[Start Data section]

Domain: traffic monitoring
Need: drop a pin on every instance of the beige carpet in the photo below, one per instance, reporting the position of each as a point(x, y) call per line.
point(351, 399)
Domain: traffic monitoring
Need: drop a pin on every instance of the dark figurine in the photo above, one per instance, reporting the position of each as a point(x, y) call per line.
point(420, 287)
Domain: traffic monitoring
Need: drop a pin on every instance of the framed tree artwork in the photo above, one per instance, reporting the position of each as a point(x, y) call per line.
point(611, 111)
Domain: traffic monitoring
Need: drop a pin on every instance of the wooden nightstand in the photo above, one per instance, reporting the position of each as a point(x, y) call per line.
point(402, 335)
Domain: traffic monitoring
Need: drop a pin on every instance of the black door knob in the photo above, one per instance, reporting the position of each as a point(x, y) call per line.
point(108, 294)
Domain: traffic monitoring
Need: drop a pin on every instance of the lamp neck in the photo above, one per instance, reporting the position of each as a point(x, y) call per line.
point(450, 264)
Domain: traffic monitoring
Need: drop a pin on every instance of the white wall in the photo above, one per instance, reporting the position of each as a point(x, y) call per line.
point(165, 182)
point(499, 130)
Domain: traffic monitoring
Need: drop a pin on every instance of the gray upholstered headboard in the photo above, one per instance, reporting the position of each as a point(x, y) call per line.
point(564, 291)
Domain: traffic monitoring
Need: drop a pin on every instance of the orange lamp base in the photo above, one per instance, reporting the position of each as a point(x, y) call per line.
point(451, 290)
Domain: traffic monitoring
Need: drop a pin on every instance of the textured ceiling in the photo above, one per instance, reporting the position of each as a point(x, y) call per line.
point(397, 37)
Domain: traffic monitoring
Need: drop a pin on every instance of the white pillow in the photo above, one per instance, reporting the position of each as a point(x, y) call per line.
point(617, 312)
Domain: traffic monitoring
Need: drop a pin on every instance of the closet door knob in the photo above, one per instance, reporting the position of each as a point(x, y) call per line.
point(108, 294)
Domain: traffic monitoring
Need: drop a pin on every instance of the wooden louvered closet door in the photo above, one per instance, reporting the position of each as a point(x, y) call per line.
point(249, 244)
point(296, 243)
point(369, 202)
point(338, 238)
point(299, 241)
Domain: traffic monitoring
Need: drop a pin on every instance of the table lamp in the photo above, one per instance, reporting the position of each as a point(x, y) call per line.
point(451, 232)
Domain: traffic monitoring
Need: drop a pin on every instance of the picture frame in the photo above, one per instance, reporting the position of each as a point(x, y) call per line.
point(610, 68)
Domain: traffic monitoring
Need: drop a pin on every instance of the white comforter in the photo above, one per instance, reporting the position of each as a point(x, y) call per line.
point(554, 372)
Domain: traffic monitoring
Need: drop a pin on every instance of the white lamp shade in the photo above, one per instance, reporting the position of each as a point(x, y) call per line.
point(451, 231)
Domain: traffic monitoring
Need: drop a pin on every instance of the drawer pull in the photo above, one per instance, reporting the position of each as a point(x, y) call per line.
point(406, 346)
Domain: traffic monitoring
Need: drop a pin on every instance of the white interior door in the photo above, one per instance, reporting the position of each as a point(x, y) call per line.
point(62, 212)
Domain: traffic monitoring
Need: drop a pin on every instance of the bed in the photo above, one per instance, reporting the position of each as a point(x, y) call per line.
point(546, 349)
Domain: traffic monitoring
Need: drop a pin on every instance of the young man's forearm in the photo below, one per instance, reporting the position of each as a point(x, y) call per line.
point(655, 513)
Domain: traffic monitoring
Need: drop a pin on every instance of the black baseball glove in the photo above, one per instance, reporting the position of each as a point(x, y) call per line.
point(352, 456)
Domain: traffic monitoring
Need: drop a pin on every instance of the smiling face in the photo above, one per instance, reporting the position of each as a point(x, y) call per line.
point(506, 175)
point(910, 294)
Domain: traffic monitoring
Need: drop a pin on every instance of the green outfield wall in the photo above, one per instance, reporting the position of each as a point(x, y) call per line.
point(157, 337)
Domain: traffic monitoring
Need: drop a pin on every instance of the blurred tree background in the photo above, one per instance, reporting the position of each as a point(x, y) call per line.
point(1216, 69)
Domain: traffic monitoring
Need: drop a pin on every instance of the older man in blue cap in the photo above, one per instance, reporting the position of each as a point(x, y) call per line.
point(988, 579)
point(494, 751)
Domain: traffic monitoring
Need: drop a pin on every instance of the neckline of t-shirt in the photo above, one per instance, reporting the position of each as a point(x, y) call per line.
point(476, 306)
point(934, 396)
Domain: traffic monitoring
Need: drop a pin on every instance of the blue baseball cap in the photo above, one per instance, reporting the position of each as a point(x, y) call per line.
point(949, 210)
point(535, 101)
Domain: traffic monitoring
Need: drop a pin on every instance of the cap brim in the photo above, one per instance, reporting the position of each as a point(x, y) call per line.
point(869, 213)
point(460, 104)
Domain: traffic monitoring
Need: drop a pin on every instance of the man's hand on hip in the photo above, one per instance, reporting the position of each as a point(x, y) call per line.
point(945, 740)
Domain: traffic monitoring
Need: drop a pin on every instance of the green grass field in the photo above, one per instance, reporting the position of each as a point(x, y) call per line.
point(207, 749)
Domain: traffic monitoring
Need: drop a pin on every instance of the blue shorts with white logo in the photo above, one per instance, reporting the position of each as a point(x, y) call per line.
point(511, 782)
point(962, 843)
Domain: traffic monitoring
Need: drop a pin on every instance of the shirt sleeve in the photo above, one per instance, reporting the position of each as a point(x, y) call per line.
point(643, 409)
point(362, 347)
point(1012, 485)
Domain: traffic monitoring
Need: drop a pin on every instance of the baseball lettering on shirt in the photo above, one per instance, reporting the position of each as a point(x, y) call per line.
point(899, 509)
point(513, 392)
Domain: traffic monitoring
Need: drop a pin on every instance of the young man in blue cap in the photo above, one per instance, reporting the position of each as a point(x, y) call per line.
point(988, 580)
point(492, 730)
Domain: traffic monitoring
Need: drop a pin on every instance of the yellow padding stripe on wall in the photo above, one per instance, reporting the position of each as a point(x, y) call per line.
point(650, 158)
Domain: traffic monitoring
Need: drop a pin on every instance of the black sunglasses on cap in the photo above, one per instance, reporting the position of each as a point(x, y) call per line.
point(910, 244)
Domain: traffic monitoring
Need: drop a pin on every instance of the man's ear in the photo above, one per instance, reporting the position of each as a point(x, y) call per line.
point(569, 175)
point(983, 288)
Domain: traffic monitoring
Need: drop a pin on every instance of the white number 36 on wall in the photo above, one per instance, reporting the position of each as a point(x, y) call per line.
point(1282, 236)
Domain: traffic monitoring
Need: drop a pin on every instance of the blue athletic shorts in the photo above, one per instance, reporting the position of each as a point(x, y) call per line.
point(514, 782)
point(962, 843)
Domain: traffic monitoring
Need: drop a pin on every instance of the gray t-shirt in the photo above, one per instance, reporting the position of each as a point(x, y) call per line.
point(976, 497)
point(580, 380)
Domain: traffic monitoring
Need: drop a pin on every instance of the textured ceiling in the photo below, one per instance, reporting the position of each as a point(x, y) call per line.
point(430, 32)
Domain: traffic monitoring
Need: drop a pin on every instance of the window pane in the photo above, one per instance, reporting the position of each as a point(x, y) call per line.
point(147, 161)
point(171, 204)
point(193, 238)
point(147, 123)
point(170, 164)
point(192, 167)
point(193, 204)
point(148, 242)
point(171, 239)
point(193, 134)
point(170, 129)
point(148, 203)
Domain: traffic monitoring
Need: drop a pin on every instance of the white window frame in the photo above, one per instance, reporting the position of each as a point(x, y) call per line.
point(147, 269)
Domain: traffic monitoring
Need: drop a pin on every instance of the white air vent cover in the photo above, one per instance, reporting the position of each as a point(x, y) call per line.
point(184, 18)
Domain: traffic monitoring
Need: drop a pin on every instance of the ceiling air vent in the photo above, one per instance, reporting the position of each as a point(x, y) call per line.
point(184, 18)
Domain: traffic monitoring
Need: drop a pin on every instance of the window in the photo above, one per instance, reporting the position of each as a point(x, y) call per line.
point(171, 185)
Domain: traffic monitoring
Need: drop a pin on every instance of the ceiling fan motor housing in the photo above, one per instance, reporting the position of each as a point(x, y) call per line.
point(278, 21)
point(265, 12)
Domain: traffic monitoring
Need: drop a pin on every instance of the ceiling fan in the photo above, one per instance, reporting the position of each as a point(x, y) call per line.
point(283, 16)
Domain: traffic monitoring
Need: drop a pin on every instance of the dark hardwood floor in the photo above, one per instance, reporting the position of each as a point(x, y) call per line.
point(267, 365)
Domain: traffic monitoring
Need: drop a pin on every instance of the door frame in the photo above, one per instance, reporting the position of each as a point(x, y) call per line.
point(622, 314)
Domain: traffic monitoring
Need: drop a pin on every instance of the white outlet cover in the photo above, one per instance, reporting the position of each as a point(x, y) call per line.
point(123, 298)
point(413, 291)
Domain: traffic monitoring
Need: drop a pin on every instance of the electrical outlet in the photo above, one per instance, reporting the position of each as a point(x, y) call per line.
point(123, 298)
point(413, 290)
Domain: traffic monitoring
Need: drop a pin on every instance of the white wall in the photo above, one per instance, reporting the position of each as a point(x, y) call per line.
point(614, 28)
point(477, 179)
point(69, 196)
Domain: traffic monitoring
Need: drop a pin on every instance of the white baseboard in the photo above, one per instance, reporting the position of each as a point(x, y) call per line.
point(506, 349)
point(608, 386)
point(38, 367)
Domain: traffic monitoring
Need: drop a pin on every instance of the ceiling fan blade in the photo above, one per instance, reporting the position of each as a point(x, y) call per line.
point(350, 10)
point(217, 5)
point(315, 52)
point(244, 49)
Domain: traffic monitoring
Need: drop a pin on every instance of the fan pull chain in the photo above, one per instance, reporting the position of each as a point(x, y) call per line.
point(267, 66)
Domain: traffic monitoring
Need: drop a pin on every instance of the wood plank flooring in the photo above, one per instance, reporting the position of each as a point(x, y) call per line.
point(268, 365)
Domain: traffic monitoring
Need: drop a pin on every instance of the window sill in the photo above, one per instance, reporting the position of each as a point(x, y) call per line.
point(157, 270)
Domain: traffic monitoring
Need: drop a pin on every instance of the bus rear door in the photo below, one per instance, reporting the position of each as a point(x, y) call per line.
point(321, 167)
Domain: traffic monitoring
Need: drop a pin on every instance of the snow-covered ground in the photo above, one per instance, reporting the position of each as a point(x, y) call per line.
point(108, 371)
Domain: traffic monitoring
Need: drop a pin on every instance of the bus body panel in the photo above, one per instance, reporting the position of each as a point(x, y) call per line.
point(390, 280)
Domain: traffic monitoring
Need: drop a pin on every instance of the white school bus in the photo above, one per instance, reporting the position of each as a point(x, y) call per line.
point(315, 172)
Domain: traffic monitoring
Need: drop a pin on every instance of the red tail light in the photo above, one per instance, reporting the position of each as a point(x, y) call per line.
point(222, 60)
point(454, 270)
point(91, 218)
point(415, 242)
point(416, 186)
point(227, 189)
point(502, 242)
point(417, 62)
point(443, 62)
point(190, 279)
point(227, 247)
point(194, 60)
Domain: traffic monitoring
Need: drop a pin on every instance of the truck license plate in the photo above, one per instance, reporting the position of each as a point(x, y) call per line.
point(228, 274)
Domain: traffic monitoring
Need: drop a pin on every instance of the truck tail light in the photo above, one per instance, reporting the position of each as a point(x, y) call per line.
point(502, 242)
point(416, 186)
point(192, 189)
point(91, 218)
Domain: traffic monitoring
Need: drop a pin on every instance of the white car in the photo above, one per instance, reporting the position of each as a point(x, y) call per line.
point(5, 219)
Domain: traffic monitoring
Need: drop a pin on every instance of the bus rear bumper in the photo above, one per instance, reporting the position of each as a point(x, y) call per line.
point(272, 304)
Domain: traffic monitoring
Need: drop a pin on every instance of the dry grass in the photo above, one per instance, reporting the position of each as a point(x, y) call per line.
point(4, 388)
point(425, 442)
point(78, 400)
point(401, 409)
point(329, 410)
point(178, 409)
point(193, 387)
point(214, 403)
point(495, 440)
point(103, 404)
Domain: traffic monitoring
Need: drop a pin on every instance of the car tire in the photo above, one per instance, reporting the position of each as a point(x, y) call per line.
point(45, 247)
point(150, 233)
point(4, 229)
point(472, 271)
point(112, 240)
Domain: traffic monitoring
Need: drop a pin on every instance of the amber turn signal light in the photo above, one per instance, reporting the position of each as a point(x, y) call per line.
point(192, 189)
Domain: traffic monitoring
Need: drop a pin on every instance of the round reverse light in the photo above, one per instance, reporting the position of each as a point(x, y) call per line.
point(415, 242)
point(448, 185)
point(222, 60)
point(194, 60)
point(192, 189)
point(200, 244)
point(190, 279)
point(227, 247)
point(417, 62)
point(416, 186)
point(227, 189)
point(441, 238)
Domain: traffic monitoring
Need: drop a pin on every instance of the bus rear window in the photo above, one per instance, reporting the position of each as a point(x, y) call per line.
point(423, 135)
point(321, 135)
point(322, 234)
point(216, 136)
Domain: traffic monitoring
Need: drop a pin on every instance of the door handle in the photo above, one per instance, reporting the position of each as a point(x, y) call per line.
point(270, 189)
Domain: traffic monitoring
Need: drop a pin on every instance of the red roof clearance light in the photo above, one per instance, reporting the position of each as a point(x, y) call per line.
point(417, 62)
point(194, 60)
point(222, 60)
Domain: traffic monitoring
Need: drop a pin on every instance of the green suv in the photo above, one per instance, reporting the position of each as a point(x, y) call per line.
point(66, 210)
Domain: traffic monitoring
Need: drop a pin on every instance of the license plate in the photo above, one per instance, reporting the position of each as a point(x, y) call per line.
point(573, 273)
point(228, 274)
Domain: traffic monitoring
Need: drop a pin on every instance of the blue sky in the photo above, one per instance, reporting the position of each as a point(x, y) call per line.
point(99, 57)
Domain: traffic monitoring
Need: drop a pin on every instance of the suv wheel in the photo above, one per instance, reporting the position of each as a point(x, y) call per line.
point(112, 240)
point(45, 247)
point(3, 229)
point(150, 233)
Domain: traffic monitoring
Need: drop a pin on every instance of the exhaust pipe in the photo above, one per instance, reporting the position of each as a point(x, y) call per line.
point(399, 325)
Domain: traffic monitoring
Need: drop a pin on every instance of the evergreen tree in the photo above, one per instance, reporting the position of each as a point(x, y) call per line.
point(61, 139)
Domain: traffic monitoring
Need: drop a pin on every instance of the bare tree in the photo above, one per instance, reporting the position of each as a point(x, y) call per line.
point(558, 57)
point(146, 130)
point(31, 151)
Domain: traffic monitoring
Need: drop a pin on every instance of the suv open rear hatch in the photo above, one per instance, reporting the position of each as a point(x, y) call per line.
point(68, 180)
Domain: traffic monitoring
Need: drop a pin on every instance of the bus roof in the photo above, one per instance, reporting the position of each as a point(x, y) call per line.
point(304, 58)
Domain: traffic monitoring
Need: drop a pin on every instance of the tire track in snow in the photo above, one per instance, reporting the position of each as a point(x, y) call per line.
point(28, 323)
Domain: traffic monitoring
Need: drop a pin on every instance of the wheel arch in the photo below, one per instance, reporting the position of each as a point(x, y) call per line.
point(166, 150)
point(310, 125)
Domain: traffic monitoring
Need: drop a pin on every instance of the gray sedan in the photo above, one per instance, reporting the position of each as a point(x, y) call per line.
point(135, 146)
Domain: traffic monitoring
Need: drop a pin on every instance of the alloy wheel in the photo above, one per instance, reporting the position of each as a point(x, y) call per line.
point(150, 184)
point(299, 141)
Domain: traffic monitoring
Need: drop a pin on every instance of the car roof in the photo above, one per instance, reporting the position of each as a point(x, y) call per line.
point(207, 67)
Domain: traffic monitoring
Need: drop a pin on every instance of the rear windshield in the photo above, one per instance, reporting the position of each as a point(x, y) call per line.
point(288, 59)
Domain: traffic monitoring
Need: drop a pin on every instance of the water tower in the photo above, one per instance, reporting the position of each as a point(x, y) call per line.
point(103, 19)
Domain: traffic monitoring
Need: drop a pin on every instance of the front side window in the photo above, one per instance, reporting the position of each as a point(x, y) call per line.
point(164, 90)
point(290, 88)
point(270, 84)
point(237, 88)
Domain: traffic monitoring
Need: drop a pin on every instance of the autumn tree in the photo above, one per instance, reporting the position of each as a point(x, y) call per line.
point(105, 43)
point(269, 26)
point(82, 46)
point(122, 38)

[End Data section]

What you should do:
How many lines in the listing above contain the word "license"? Reply with the number only.

Task output:
2